Problem: Reproduce the records verbatim from their first line through the line containing "169 59 L 168", both included.

Records for the task:
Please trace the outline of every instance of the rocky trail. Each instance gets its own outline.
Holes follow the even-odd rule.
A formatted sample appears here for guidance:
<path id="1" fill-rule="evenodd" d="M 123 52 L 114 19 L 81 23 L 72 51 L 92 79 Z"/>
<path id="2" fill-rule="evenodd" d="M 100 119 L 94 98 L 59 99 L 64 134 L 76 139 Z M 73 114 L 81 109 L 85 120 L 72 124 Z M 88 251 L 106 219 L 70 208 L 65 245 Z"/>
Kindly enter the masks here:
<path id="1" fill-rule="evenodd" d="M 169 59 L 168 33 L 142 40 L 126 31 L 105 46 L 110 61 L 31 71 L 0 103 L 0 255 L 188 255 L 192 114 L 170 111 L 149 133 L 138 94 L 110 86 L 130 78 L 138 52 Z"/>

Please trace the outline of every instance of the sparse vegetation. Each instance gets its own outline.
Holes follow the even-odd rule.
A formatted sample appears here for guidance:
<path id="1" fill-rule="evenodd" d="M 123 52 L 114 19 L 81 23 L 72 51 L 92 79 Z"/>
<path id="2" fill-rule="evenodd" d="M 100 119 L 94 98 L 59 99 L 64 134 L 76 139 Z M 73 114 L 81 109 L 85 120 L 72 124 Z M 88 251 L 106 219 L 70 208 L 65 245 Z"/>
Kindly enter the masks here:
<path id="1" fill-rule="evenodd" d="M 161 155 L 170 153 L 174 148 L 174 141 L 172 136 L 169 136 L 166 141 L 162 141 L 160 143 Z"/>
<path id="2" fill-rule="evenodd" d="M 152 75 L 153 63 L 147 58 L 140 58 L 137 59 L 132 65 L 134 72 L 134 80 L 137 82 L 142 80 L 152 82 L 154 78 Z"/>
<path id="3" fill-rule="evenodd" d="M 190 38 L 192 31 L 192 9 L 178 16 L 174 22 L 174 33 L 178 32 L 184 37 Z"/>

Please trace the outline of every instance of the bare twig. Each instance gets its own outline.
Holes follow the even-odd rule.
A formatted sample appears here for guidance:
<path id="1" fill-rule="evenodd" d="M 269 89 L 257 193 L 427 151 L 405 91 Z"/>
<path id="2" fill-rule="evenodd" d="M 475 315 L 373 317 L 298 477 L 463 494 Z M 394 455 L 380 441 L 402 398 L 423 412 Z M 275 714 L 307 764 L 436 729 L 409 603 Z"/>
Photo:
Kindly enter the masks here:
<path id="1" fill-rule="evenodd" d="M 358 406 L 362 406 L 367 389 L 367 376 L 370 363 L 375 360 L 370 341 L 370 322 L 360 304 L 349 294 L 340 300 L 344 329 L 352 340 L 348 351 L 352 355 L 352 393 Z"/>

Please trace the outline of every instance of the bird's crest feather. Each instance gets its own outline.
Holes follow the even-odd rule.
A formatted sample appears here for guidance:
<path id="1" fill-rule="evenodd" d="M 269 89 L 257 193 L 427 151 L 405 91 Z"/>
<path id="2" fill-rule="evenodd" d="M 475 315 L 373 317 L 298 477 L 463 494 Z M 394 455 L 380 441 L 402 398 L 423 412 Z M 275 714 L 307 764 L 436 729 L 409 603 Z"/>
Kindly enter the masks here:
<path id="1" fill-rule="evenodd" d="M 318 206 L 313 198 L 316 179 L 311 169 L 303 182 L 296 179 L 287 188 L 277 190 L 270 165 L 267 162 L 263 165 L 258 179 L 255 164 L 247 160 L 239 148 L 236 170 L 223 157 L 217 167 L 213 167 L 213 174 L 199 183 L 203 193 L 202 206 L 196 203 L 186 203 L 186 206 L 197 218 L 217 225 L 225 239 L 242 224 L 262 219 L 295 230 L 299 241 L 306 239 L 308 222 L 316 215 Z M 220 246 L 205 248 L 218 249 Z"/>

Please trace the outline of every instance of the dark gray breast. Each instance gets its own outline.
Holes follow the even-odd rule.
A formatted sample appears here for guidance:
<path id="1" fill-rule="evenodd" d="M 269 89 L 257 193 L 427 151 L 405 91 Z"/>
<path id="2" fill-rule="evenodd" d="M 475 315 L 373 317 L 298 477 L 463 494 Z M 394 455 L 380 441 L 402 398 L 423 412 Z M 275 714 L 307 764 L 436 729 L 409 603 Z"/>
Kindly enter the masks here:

Result for this exercise:
Please trace the outline of every instance of the rocky trail. Each instance gets its own outline.
Holes follow the even-odd rule.
A formatted sample appears here for guidance:
<path id="1" fill-rule="evenodd" d="M 123 52 L 114 19 L 81 23 L 72 51 L 92 79 Z"/>
<path id="2" fill-rule="evenodd" d="M 100 119 L 94 98 L 59 99 L 64 134 L 76 139 Z M 73 114 L 81 109 L 85 120 L 72 124 Z M 88 251 L 106 219 L 70 208 L 65 245 Z"/>
Kindly enter the masks here:
<path id="1" fill-rule="evenodd" d="M 169 59 L 168 33 L 142 40 L 126 31 L 105 46 L 110 61 L 31 71 L 0 103 L 0 255 L 188 255 L 192 114 L 170 111 L 149 133 L 138 94 L 110 86 L 130 78 L 138 52 Z"/>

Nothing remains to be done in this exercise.